-- Begin SELECTED EXCERPT --

It started in early 2016. We noticed that database queries were taking a bit more time than usual. We snooped around and realized it was the duplicate check that was taking too long. Some more snooping and we figured out something really scary. The grouping algorithm went WILD, and instead of grouping accounts it started grouping groups of accounts. So instead of adding one single account to a group, it added all the accounts in the same group to a new group. We ended up with groups with up to 500 users and some with more than 30,000 ads per group.

Knowing that the duplicate detection system compares all ad data with stored data and assuming that an ad has about 6 parameters (subject, body, price, address…etc), we could have something like (30000 * 6) comparison operations when inserting a single ad. Multiplying that with the insane amount of ads posted daily, we came out with a crazy number of operations per day, just to ensure the uniqueness of ads. Something had to be done, quickly.

-- End SELECTED EXCERPT --
-- Begin STORED DATA --

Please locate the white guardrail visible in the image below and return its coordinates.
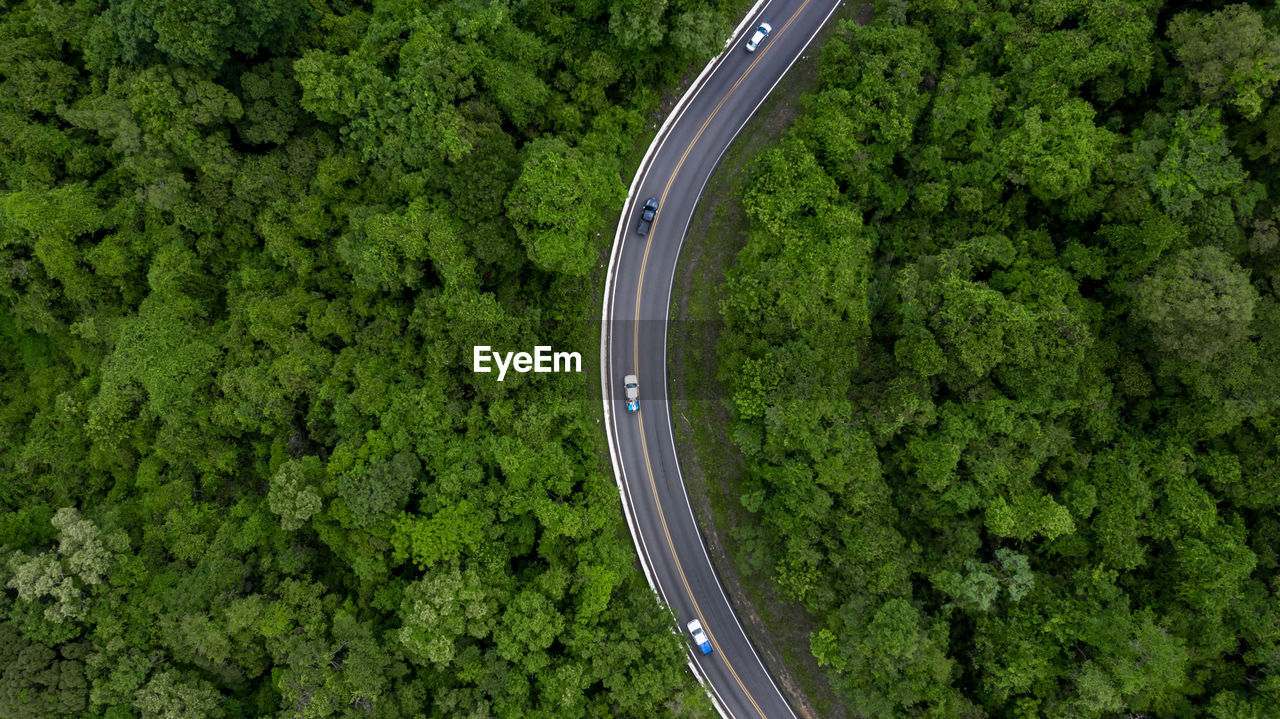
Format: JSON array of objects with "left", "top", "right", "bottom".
[{"left": 600, "top": 0, "right": 768, "bottom": 719}]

-- End STORED DATA --

- **GIVEN EXERCISE**
For each statement, say yes or no to whether it agrees with the excerpt on duplicate ad detection, and quote the excerpt's deciding words. (a) The trouble began in early 2016. (b) Some groups held more than 30,000 users. (c) The estimate assumes an ad has about 6 parameters. The material above comes from a different source than the excerpt on duplicate ad detection.

- **CORRECT OUTPUT**
(a) Yes: "It started in early 2016."
(b) No: "We ended up with groups with up to 500 users and some with more than 30,000 ads per group."
(c) Yes: "assuming that an ad has about 6 parameters"